> _Direction_
Rescale everything from the line containing "--target=spotted eagle ray --mode=segment" down to the end of the material. Reproduce every line in that span, including the command and comment lines, and multiply each vertex coordinate in the answer outlines by 2.3, rounding to whole numbers with halves rounded up.

> _Segmentation labeling items_

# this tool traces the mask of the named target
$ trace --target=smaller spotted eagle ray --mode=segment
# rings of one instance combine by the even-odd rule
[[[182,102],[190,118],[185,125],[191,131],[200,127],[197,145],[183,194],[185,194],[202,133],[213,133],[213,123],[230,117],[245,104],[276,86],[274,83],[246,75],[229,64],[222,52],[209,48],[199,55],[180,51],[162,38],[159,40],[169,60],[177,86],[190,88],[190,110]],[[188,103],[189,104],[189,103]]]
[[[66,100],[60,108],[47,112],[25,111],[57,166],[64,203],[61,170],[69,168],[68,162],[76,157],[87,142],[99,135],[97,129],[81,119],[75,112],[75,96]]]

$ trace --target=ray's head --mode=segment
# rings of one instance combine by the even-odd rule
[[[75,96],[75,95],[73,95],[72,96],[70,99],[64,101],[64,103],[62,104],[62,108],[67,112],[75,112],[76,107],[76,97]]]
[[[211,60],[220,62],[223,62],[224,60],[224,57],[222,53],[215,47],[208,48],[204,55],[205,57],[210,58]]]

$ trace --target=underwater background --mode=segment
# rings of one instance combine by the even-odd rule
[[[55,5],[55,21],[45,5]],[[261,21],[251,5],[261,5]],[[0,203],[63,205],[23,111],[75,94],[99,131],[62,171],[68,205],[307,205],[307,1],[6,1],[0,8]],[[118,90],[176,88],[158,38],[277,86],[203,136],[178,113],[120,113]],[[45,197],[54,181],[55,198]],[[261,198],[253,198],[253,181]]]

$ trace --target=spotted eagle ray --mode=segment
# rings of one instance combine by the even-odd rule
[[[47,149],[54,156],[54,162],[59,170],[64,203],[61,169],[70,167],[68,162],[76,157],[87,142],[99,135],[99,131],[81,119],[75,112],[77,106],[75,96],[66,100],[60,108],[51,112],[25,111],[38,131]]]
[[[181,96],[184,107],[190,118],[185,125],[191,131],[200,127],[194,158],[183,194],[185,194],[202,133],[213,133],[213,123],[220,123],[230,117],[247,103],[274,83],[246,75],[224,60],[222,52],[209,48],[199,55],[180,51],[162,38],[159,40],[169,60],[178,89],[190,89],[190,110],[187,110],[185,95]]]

> _Answer_
$ trace --target=spotted eagle ray --mode=segment
# rings of one instance combine by the even-odd rule
[[[108,343],[124,359],[124,373],[136,391],[147,467],[140,389],[161,384],[156,373],[175,361],[200,327],[228,311],[228,301],[186,274],[173,258],[177,244],[173,221],[152,230],[138,248],[117,258],[58,255],[87,301]]]
[[[416,221],[423,246],[437,271],[426,288],[439,301],[460,292],[446,363],[421,446],[426,446],[465,306],[490,306],[490,283],[506,283],[529,269],[568,237],[630,191],[566,173],[515,138],[511,120],[481,110],[458,127],[414,117],[373,87],[366,92],[389,138],[409,205],[437,205],[437,253],[430,253],[426,219]]]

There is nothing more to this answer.